Provided text below:
Henry Ford once famously said, “Any customer can have a car painted any color that he wants, so long as it is black.” While this stance is certainly streamlined, the unwillingness to accommodate a customer’s desire for choice and design set the company back for years. Customers expect to be drawn in and excited by products, and have a certain level of customization, especially with larger purchases. Presently, color, material, finish (CMF) is a key step in bringing a product to market. We understand how these features attract customers, and how they make or break a customer’s decision to purchase.

The three factors of Color, Material and Finish design play a large role in product design and can be a significantly elevating force. They also are dependent on one another. Any given color can look drastically different on a different material, and any material can look completely different with a different finish. All three variables need to be considered to have a synchronous product design. In this post, we will evaluate the three different variables and investigate the considerations that  take place during the product design process.

Color

Color is the hue and value of a given pigment. Colors evoke emotions, define trends, and set products apart for better or worse. Taking the time and energy to select an appropriate color for your product is an important part of product design. When selecting a color, it is important to consider the other two areas of CMF. The materiality and final finish have a huge impact on perceived color. A glassy finish can add an extra glow, while a textured finish can absorb light or cast shadows to create a darker color.
End of Provided text.
Data shown below:
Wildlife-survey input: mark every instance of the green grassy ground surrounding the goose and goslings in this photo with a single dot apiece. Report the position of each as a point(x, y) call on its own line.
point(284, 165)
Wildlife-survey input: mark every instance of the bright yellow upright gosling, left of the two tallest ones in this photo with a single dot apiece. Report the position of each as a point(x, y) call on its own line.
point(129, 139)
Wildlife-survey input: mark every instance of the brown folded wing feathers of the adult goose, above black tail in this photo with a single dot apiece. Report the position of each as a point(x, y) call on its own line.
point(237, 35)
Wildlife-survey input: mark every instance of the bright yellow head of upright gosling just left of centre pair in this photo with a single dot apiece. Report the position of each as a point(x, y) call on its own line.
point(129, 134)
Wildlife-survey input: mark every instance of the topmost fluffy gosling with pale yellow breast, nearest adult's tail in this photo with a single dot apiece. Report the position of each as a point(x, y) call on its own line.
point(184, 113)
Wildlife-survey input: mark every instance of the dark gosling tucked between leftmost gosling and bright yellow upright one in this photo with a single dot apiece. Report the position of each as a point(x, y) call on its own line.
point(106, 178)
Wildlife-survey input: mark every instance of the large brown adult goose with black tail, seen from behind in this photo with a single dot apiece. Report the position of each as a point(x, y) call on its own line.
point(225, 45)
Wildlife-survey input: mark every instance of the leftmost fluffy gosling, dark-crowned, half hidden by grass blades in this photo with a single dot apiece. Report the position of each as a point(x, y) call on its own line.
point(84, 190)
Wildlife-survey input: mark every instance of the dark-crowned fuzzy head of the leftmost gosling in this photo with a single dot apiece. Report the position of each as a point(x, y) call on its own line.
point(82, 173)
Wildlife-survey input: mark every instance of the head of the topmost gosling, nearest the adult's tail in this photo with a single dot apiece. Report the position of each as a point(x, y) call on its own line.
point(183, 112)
End of Data shown.
Data shown below:
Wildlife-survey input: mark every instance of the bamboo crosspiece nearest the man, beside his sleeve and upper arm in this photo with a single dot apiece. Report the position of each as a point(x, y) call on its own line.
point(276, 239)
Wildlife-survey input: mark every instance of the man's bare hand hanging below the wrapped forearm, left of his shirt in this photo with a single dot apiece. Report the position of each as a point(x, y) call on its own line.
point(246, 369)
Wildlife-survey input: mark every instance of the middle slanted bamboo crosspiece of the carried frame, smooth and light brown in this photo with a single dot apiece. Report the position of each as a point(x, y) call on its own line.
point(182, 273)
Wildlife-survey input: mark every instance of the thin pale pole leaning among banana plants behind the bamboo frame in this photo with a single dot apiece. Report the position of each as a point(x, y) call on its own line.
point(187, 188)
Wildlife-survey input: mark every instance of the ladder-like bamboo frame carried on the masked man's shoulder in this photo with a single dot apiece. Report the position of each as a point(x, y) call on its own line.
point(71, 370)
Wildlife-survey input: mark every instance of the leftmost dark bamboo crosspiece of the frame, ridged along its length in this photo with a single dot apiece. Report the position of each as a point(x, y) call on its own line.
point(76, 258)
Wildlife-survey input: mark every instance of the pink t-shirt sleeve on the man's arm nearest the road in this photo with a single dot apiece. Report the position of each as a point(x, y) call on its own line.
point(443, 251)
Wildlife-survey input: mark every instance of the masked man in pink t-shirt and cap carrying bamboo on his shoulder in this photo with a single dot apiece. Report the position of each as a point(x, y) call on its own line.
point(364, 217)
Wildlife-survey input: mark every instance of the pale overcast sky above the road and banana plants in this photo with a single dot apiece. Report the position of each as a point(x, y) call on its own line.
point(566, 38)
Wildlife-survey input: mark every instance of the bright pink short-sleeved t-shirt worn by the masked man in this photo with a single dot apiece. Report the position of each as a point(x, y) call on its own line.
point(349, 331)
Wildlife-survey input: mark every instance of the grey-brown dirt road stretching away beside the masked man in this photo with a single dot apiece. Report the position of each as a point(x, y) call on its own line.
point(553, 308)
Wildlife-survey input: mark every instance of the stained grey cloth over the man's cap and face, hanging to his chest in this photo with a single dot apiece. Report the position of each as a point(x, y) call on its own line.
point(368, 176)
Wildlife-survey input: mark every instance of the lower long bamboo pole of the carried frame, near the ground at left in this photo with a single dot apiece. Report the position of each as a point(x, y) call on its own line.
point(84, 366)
End of Data shown.
- Aim of the task
In the passage on color, material and finish, what effect does a textured finish have on color?

- Answer section
It can absorb light or cast shadows to create a darker color.